● AIM OF THE TASK: Which lines of the records below contain the word "blue"? Filter them out and copy each one in full.

────────────────

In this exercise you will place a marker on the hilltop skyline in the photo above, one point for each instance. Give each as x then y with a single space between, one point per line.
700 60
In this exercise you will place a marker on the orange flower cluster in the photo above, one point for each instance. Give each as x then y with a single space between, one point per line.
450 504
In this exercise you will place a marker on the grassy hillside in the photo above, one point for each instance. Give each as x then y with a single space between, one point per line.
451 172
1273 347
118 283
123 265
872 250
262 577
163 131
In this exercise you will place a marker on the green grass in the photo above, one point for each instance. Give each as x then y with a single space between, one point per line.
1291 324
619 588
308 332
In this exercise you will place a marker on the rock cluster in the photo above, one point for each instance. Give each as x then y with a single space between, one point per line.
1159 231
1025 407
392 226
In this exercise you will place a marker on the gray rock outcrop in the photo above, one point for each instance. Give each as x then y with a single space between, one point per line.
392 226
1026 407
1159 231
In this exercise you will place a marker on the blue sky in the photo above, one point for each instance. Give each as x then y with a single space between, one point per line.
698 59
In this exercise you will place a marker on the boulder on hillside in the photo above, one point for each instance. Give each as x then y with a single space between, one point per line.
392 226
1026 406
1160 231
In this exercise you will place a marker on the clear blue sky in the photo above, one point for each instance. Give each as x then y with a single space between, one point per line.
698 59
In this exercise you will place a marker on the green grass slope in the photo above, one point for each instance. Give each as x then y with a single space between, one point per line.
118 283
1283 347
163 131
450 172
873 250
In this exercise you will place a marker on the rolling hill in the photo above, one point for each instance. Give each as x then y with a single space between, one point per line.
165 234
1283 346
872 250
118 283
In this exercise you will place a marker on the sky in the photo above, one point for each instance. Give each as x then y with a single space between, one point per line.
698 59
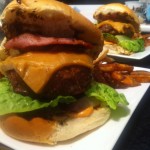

────────────────

● TASK RESPONSE:
In this exercise you will place a marker on the blue sky in the photo above, one point for each instance. Give each as x then y with a single space between, one point per line.
In this exercise you will place a marker on the clear blue sky in the photo above, one point for each instance. Give each as x then y with a single space between, one point per line.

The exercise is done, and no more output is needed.